II Commonwealth Paraplegic Games
- Host city: Kingston
- Country: Jamaica
- Nations: 10
- Athletes: 94 (72 Men/22 Women)
- Sport: 10
- Events: 120
- Opening: 14 August 1966
- Closing: 20 August 1966
- Opened by: Prince Philip
- Athlete's Oath: Derven Long (Jamaican Team Captain)
- Main venue: Polio Rehabilitation Centre, Mona

= 1966 Commonwealth Paraplegic Games =

The second Commonwealth Paraplegic Games were held in Kingston, Jamaica from 14 to 20 August 1966. There were 133 athletes from 10 countries. The Games were opened by Prince Philip.

== Participating nations ==

The following nations participated at the games:

== Sports ==

Sports on the program included:

- Archery
- Athletics
- Dartchery
- Pentathlon (Archery, Athletics & Swimming Events)
- Snooker
- Swimming
- Table Tennis
- Weightlifting (Men Only)
- Wheelchair Basketball (Men Only)
- Wheelchair Fencing

== Venues ==

| Venue | Sport |
|---|---|
| University of the West Indies Sports Field | Archery, Dartchery, Field Events |
| Recreation Hall, Games Village, Mona | Weightlifting, Wheelchair Fencing |
| St. Andrews Club | Snooker |
| University of the West Indies Pool | Swimming |
| University of the West Indies Gym | Wheelchair Basketball |
| Old Library, Games Village, Mona | Table Tennis |
| National Stadium | Slalom, Wheelchair Races |

== Performance ==

=== Australia ===

The Australian team included 8 men and 3 women. Ten members of the team had competed at the 1962 Games and come away with gold medals, but the total delegation was smaller than in 1962 owing to a lack of funds.

The only newcomer to the Australian team was John Martin. He competed in four sports, para-athletics, para-swimming, wheelchair basketball and table tennis. Martin won silver in the men's 50 yard freestyle Class C event.

Lorraine Dodd was Australia's only female competitor from Western Australia on the team. Going to the Games to compete in swimming, Dodd did not feel she had gotten in enough training.

Daphne Ceeney was another member of the Australian delegation, winning gold in wheelchair fencing. Ceeney set a world record in the women's 50 m freestyle Class D event in a Games record time of 45.6 seconds.

The Australian delegation included Mikko Tamminen, who won 5 medals at the Games. His gold medals were in shot put and middleweight weightlifting. His silvers were in the javelin and club throw. His sole bronze medal came in the discus. The Finnish born competitor immigrated to Australia in 1951 and was injured in an accident in 1957. He died a year after the 1966 Games took place.
* * * * *
**Work order:** Reproduce verbatim the passage of the article on the 1966 Commonwealth Paraplegic Games from "Sports on the" to "Weightlifting (Men Only)".

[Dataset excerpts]
* * * * *
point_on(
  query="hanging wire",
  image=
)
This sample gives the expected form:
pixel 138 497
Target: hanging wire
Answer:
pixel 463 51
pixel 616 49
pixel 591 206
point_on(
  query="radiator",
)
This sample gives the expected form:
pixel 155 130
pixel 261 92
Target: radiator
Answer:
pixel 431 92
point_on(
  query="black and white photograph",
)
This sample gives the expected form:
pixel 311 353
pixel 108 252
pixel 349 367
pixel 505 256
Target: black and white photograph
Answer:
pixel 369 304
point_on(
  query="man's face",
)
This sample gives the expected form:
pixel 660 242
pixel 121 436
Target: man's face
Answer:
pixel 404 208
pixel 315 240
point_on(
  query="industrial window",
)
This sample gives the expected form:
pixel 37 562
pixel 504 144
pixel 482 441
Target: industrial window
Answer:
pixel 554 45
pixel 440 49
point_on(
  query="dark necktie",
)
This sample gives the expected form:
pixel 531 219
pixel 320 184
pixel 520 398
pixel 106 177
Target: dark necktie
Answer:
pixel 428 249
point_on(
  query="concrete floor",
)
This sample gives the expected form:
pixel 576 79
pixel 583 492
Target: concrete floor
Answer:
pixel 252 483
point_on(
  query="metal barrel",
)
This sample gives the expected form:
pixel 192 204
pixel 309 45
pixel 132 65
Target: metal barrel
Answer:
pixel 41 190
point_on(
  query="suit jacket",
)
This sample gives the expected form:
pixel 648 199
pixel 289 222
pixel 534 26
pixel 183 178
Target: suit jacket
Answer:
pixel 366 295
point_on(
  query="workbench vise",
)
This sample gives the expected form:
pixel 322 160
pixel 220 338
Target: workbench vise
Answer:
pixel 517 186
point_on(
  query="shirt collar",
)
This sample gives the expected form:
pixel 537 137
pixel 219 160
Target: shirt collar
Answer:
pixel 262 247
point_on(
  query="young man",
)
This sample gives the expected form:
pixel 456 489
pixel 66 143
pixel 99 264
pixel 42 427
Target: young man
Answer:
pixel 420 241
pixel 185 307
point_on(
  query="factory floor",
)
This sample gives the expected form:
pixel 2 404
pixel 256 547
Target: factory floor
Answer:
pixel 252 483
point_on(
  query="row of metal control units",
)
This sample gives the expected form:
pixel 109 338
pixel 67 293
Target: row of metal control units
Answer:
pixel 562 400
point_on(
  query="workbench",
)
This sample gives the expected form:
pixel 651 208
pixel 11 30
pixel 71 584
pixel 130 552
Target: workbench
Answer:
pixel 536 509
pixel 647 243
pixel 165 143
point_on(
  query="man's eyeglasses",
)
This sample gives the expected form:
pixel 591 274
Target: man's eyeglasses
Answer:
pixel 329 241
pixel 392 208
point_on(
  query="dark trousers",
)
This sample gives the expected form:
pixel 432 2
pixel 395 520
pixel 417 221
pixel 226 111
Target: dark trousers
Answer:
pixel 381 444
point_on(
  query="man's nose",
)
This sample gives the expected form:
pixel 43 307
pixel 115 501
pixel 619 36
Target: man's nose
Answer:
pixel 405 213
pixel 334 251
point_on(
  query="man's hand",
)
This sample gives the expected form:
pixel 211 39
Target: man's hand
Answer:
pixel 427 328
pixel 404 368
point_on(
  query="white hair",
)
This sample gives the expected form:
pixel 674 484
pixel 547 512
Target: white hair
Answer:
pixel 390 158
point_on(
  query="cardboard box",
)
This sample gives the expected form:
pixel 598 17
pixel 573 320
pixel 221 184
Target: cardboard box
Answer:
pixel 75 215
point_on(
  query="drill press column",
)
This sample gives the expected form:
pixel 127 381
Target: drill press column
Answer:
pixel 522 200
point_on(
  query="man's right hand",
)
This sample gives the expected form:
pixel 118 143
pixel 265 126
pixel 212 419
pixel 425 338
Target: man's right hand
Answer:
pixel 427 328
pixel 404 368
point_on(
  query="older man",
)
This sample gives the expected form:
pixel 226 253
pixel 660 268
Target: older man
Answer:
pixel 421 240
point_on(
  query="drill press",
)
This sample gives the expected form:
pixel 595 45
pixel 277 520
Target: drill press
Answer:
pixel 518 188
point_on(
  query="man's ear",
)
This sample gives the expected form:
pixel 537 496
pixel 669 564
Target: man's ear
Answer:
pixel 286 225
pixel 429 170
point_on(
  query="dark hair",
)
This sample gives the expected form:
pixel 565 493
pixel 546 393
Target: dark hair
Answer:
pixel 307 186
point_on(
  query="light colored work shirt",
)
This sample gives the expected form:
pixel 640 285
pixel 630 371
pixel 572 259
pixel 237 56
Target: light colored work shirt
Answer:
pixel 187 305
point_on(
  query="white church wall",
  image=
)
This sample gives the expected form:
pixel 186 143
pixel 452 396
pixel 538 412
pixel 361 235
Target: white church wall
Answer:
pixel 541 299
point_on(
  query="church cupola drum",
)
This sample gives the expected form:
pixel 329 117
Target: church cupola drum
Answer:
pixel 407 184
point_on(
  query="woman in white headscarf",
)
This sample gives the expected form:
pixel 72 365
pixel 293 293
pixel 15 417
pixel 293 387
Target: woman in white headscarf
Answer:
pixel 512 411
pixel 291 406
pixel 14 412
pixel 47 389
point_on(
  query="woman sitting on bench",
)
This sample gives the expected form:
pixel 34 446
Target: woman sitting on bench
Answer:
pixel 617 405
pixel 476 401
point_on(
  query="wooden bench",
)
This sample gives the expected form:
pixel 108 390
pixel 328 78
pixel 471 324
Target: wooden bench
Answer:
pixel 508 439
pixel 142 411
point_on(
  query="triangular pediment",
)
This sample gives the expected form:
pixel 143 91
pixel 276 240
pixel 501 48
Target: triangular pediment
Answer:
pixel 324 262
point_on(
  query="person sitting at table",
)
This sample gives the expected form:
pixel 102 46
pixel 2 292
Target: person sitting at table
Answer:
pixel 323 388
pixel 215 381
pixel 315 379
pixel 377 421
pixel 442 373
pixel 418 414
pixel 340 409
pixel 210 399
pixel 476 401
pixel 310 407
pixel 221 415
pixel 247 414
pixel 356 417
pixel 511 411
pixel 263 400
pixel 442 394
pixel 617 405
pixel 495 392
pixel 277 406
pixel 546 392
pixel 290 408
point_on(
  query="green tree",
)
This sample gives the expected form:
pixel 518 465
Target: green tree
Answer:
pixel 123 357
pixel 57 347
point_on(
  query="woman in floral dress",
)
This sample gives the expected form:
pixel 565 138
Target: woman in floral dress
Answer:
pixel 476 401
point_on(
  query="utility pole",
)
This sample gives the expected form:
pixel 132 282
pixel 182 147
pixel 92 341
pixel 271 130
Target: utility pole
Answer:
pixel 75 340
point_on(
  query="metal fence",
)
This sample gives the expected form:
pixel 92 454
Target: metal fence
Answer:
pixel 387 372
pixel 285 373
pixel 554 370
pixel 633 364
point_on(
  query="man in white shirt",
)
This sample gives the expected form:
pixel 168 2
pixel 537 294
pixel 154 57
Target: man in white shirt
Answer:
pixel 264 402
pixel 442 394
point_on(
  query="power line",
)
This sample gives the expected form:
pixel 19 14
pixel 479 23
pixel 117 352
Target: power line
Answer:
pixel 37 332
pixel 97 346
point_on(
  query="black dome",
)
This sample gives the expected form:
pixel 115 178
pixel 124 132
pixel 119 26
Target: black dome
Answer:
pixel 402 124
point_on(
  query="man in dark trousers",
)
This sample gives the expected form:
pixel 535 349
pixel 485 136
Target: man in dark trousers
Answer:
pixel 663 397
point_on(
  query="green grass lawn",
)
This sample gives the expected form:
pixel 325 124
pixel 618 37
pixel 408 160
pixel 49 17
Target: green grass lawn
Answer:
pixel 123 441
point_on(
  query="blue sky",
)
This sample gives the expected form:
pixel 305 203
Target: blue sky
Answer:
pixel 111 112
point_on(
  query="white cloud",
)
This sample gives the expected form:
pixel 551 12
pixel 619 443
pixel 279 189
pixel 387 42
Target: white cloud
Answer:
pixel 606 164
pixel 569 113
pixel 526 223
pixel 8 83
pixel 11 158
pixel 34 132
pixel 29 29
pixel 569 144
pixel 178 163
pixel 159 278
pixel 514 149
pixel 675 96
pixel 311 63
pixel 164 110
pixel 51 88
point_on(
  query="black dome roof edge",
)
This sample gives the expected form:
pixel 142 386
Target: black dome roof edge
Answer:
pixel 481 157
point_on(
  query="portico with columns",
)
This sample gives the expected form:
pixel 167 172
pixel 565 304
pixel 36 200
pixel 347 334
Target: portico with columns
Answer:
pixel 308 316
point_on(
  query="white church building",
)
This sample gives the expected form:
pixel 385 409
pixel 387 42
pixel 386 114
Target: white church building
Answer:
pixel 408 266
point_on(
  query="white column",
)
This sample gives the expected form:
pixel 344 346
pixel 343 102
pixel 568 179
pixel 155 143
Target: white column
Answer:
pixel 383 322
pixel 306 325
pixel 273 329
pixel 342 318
* * * * *
**Output for this exercise:**
Sports on the program included:

- Archery
- Athletics
- Dartchery
- Pentathlon (Archery, Athletics & Swimming Events)
- Snooker
- Swimming
- Table Tennis
- Weightlifting (Men Only)